→ **THE TASK**:
Search the records for "building". Copy every line where it appears.

→ **SUPPLIED RECORDS**:
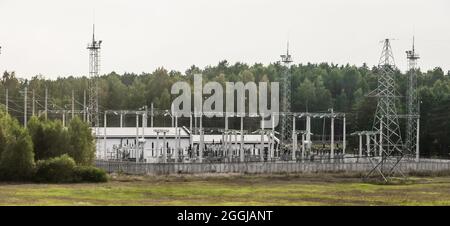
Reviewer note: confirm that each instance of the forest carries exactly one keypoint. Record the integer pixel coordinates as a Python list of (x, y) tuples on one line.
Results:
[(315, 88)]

...

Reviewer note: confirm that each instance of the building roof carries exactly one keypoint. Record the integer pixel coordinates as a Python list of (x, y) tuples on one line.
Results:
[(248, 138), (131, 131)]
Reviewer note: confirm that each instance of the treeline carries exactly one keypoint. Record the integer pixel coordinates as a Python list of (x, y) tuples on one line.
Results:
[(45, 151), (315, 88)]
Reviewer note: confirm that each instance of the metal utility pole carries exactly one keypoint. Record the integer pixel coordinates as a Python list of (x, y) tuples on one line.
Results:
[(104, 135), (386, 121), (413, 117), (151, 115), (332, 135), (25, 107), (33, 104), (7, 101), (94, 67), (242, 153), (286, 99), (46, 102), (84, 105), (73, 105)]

---

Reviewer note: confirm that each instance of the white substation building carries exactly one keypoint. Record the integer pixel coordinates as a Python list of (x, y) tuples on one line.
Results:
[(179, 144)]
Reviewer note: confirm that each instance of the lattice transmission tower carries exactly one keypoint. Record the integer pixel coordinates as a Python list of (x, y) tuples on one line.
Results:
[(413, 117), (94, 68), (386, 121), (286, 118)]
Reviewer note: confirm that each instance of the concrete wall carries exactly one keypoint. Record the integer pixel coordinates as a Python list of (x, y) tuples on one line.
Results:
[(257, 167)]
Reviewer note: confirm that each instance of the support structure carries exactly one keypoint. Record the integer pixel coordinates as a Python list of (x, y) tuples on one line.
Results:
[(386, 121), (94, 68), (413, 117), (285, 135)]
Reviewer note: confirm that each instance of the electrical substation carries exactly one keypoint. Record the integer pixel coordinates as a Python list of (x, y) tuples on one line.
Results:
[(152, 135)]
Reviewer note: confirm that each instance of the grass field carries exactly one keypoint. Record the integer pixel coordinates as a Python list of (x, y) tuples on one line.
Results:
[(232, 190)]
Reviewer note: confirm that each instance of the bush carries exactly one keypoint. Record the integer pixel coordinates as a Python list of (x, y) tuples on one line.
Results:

→ **ANSWER SPACE**:
Reviewer note: confirm that each instance of the building roof carries exactly one keypoint. Record the integer pixel coordinates as a Python list of (x, y) tuples on one line.
Reviewer note: confirm that each instance of the white substation building carries exactly one keypoint. Record the integer pixel coordinates as a Python list of (x, y) tuples on one line.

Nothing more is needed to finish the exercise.